** Quellenauszug **
▼
Nachdem ich in letzter Zeit wenig Grund hatte, ins Kino zu gehen, gäbe es in den letzten Wochen genügend Filme, die mich in die Lichtspielhäuser locken würden (wenn ich es nur schaffen würde, sie alle unterzubringen): Guardians of the Galaxy Vol. 2, Alien: Covenant und ab dieser Woche auch Pirates of the Caribbean: Dead Men Tell No Tales stehen allesamt auf meiner Liste. Warum ich das hier erwähne? Weil die Filme, die ich gerne sehen würde, meine Gedanken, welches Spiel ich als nächstes vermissen werde, stark geprägt haben. Guardians hat mich im Endeffekt nicht ganz so sehr an Spiele erinnert, bei Alien stehe ich, nachdem Alien vs. Predator schon vermisst habe, ein wenig an – aber bei Piraten gibt es natürlich noch Möglichkeiten. Gut, die beiden offensichtlichen Kandidaten, The Secret of Monkey Island und LeChuck’s Revenge wurden schon vermisst, aber Piraten wurden ja nicht nur als Background für Adventures benutzt. Grund genug, einen neuen Eintrag einem meiner Lieblingsdesigner zu widmen. Ab in die Karibik, hier kommt Sid Meier’s Pirates!
▲
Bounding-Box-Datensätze
▼
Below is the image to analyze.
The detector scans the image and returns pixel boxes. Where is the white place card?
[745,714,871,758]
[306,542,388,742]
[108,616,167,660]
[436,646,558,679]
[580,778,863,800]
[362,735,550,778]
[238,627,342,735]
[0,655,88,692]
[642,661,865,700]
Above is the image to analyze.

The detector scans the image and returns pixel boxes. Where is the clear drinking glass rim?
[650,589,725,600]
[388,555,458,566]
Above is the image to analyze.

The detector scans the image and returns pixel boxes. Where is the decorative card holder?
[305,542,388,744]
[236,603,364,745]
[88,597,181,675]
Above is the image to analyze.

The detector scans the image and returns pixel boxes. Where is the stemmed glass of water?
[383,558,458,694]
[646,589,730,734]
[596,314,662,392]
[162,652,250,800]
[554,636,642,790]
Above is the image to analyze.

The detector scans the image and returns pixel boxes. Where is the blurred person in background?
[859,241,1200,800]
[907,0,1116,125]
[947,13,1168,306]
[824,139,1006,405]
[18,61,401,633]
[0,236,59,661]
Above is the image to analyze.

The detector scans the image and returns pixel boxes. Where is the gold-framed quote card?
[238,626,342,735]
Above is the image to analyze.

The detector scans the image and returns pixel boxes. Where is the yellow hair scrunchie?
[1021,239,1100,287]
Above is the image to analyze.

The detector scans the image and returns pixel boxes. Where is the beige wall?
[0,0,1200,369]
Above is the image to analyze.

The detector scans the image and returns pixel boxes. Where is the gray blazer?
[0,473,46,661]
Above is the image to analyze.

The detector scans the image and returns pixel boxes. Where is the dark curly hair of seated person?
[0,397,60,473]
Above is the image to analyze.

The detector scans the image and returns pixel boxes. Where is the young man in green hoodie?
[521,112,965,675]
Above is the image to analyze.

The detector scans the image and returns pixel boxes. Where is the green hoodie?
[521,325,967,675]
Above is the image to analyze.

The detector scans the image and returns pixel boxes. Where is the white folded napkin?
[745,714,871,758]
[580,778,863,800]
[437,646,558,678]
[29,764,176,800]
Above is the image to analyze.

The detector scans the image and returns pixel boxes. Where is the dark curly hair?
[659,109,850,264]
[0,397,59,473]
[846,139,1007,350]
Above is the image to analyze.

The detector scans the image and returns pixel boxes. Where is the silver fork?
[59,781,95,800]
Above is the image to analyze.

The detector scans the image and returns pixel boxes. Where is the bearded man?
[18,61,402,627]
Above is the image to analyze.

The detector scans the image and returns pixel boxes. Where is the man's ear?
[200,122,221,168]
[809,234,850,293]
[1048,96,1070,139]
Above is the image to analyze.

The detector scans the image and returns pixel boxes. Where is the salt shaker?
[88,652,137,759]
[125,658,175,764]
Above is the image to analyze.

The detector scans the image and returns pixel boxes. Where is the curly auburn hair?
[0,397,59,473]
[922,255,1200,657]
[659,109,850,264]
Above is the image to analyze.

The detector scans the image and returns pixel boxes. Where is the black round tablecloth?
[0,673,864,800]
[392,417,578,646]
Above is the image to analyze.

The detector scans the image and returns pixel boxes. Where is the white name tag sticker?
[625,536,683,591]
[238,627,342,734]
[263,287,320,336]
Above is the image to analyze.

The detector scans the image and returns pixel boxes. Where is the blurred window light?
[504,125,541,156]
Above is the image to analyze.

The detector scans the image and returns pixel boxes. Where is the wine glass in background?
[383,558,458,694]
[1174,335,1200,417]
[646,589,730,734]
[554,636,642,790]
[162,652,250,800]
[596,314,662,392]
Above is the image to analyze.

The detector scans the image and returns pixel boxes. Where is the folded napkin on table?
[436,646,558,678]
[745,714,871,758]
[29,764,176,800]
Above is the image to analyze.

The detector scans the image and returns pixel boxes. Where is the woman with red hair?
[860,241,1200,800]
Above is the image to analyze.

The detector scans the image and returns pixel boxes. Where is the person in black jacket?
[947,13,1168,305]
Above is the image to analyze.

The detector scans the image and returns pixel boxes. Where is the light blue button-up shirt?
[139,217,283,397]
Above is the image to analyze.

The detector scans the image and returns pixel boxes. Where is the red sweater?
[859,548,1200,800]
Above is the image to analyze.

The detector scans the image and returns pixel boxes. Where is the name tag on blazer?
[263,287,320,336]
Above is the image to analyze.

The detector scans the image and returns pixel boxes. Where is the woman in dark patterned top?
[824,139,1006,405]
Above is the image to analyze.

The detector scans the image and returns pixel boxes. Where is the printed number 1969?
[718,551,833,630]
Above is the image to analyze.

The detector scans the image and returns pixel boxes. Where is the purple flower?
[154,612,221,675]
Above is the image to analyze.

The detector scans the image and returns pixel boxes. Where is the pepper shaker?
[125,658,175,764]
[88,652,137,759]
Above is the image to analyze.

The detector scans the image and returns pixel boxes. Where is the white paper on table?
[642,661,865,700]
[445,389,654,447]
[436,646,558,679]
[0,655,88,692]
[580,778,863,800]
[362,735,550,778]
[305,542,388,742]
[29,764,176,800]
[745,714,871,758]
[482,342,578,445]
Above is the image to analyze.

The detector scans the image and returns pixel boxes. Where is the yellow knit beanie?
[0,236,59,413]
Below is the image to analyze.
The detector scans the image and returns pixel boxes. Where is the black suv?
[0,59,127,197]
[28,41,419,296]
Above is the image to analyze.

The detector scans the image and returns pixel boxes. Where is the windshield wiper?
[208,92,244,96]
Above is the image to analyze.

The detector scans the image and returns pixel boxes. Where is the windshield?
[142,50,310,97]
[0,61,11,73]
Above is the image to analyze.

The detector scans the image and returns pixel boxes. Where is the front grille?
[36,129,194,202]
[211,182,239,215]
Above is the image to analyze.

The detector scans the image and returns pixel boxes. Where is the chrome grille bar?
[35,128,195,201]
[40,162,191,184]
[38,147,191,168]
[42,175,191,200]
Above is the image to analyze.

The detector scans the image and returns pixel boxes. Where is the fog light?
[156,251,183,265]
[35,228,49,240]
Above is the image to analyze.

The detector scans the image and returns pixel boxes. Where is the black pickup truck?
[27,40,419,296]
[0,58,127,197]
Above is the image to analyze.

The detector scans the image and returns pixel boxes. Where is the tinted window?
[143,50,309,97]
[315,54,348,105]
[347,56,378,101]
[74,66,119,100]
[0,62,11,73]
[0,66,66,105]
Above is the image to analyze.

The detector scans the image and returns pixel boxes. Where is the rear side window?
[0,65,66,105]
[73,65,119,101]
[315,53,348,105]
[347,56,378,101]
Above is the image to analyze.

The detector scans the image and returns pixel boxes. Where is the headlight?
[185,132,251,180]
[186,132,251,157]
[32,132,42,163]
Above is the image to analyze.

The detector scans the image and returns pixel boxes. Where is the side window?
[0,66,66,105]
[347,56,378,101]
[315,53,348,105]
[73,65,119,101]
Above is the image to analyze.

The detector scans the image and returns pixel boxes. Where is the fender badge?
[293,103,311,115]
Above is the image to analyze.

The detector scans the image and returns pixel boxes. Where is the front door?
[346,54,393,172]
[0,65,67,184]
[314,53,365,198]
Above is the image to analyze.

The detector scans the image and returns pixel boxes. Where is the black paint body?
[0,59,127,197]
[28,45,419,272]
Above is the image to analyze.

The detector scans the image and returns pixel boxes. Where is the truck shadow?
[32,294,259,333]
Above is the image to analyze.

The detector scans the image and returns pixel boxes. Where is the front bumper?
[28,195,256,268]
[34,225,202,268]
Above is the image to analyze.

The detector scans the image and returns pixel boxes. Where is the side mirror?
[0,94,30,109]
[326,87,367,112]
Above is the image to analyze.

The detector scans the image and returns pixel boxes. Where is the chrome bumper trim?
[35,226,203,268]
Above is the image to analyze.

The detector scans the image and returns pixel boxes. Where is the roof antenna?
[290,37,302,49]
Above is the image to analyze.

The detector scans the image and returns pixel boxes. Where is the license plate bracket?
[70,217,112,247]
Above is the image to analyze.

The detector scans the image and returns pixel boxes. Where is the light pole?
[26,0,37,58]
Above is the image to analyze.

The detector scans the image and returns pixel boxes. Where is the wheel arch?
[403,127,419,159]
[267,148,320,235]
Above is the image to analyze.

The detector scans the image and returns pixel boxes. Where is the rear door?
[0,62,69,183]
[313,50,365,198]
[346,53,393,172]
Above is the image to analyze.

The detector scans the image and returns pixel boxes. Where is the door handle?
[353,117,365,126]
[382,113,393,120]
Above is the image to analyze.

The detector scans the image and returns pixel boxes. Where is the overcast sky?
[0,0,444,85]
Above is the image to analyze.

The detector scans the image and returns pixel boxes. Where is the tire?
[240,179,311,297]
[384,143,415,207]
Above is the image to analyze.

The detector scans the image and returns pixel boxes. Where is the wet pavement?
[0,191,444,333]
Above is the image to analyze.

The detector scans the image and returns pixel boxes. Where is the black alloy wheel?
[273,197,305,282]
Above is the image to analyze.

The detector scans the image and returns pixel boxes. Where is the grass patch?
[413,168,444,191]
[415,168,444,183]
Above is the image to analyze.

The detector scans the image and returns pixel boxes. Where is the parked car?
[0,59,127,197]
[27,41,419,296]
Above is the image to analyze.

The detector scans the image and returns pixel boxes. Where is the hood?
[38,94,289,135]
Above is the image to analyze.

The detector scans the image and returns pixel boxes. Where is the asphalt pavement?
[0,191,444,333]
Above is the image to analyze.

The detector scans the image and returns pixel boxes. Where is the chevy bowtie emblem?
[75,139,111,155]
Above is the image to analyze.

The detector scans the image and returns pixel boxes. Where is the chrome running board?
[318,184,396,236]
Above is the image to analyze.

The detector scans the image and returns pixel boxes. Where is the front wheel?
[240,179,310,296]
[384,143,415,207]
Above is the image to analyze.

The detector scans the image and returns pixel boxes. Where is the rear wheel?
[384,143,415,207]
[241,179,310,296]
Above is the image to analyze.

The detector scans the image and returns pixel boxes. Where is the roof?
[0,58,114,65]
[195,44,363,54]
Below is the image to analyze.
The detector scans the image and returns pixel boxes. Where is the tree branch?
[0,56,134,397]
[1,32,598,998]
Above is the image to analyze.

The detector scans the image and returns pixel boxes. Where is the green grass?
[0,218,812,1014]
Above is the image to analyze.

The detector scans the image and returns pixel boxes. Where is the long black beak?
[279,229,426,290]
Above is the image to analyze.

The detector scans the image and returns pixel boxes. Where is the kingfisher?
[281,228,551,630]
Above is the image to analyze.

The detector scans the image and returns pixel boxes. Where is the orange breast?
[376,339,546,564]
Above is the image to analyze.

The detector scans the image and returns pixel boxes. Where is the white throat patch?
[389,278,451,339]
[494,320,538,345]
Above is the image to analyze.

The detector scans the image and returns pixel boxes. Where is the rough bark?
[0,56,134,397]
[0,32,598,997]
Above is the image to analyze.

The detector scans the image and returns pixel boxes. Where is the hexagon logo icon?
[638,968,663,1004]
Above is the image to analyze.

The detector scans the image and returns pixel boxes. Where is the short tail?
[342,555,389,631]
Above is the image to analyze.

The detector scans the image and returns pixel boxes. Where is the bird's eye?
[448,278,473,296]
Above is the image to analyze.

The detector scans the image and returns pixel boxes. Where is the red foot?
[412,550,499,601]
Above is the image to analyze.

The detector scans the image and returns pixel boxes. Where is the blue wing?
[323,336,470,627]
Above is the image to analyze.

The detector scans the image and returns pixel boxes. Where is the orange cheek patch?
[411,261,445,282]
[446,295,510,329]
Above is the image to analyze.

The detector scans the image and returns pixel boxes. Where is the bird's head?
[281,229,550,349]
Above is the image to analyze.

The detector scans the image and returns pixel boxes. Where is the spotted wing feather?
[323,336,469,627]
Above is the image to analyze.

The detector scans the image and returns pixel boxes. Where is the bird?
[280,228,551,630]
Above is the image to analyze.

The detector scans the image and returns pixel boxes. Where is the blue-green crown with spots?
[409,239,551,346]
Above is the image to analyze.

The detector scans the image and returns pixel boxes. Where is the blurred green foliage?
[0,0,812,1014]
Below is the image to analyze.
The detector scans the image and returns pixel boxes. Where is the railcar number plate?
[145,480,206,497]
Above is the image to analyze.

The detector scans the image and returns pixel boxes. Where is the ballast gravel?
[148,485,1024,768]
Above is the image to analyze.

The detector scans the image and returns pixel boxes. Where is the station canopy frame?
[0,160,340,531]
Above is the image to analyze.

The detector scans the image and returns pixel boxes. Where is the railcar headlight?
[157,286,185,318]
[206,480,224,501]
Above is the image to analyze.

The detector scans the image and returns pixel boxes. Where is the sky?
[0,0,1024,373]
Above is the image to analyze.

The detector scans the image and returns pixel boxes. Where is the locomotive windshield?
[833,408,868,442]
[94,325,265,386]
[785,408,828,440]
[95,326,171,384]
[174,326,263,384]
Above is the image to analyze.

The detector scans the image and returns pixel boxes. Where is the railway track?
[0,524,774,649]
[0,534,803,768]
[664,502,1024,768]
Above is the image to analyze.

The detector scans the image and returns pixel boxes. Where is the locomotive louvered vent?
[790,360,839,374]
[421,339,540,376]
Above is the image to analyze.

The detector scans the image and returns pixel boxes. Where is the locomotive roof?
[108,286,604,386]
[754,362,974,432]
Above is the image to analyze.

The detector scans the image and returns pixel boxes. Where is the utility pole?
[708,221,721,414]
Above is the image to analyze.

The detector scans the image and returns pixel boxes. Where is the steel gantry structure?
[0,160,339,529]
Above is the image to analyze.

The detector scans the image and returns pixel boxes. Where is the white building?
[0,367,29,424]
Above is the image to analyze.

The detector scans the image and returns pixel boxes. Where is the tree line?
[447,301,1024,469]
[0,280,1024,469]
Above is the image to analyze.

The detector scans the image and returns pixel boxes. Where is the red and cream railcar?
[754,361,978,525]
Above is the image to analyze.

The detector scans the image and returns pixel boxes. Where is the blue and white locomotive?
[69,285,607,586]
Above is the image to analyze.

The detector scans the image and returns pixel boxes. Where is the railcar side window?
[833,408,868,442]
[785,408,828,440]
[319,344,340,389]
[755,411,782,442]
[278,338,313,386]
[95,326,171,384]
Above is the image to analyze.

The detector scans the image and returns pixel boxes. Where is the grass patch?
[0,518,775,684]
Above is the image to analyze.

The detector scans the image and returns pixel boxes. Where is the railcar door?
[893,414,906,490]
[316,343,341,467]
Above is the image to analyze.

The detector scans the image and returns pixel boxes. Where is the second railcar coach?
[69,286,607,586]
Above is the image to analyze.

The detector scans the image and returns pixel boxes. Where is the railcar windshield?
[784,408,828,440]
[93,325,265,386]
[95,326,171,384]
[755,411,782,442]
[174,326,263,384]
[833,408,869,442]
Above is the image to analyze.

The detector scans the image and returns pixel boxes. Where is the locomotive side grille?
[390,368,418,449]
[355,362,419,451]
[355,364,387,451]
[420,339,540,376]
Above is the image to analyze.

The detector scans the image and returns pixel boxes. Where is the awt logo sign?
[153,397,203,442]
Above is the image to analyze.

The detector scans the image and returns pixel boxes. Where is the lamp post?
▲
Welche beiden Spiele werden im Quellenauszug als die offensichtlichen Piraten-Kandidaten genannt, die bereits vermisst wurden?

The Secret of Monkey Island und LeChuck’s Revenge.